In [1]:
import numpy as np
import gym

In [2]:
import simple_nn.activation_function as actv_func
import simple_nn.gd_updater as gd_upd
import simple_nn.nn_model as nn
import simple_nn.nn_layer as nn_l

### gym environment

In [3]:
env_name = 'FrozenLake8x8-v0'

In [4]:
env = gym.make(env_name)

### common op for RL

In [5]:
def calculate_batch_tgt_values(batch_action,
                            batch_q_values, 
                            batch_next_q_values, 
                            batch_reward, 
                            batch_end):
    tgt_rewards = batch_reward + discount * np.max(batch_next_q_values, axis=1) * (1-batch_end)
    tgt_values = batch_q_values.copy()
    tgt_values[np.arange(len(tgt_values)),batch_action] = tgt_rewards
    
    return tgt_values

### behavior define

In [6]:
# binary expand categorical type to preprocess states
def binary_expand(n, idx=env.observation_space.n):
    if type(idx) is int:
        idx = np.array(list(range(idx)))
    res = np.zeros(idx.shape)
    res[n==idx] = 1
    return res

In [7]:
def binary_expand_mod(n, idx=env.observation_space.n):
    if type(idx) is int:
        idx = np.array(list(range(idx)))
    return np.identity(len(idx))[np.where(n==idx)]

In [8]:
# preprocess state information into input parameters
preprocess_state = binary_expand

---

### learning agent - online

#### hyperparameters

In [9]:
episodes = 15000
learning_rate = 0.02
discount = 0.99

max_epsilon = 1
min_epsilon = 0.01
epsilon_decay = 0.001
epsilon = max_epsilon

print_step = 1000

In [10]:
m = nn.NNModel(env.observation_space.n, gd_upd.GDUpdaterNormal(learning_rate=learning_rate))

In [11]:
m.add_layer(nn_l.FCLayer(20, True, actv_func.ActivationNone()))
m.add_layer(nn_l.FCLayer(env.action_space.n, True, actv_func.ActivationNone()))

In [12]:
%%time

step_count_list = []
total_reward_list = []

for ep in range(1, episodes+1):
    end = False
    step_count = 0
    total_reward = 0
    
    # startup state
    new_state = preprocess_state(env.reset())
    
    # run until game end
    while not end:
        # predict with the latest model
        state = new_state
        q_values = m.model_forward(state)
        
        # epsilon-greedy action selection
        if np.random.rand() > epsilon:
            action = np.argmax(q_values)
        else:
            action = env.action_space.sample()

        # step forward
        new_state_no, reward, end, _ = env.step(action)

========================================================================

▶ **Required work**
a. In the FrozenLake notebook, what value does the variable discount receive?
b. Name every variable assigned in the FrozenLake notebook's cell under the "hyperparameters" heading.
c. Extend the FrozenLake notebook's code past its final line.
The data is not needed for this work.

▶ **Material**
========================================================================

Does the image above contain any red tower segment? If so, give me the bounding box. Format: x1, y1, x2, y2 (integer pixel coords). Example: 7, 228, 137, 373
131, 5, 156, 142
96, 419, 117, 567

========================================================================

▶ **Written responses**
a. 0.99

b. episodes, learning_rate, discount, max_epsilon, min_epsilon, epsilon_decay, epsilon, print_step

c.
        step_count += 1
        total_reward += reward
        
        # update q values with actual returns
        # save new state for the next step
        new_state = preprocess_state(new_state_no)
        
        # calculate error for back propagtion with Bellman equation
        tgt_q_values = q_values.copy()
        next_q_values = m.predict(new_state)
        tgt_q_values[action] = reward + discount * np.max(next_q_values) * (not end)
                
        # update model with predicted q values
        m.update_model(q_values, tgt_q_values)
    
    # update epsilon
    epsilon = min_epsilon + (max_epsilon - min_epsilon)*np.exp(-epsilon_decay*ep)
    
    # record step counts
    step_count_list.append(step_count)
    total_reward_list.append(total_reward)
    # print informations
    if (ep)%print_step == 0:
        print('In episode {}, avg {} steps are used, avg total reward is {}.'.format(
            ep, sum(step_count_list)/print_step, sum(total_reward_list)/print_step))
        step_count_list.clear()
        total_reward_list.clear()
    

In episode 1000, avg 48.721 steps are used, avg total reward is 0.005.
In episode 2000, avg 74.534 steps are used, avg total reward is 0.018.
In episode 3000, avg 90.089 steps are used, avg total reward is 0.065.
In episode 4000, avg 71.354 steps are used, avg total reward is 0.157.
In episode 5000, avg 76.702 steps are used, avg total reward is 0.212.
In episode 6000, avg 75.56 steps are used, avg total reward is 0.221.
In episode 7000, avg 76.437 steps are used, avg total reward is 0.253.
In episode 8000, avg 79.83 steps are used, avg total reward is 0.419.
In episode 9000, avg 94.433 steps are used, avg total reward is 0.754.
In episode 10000, avg 94.791 steps are used, avg total reward is 0.743.
In episode 11000, avg 95.926 steps are used, avg total reward is 0.746.
In episode 12000, avg 94.365 steps are used, avg total reward is 0.748.
In episode 13000, avg 95.189 steps are used, avg total reward is 0.751.
In episode 14000, avg 96.805 steps are used, avg total reward is 0.739.
In 

ob model

In [13]:
env.render()

  (Up)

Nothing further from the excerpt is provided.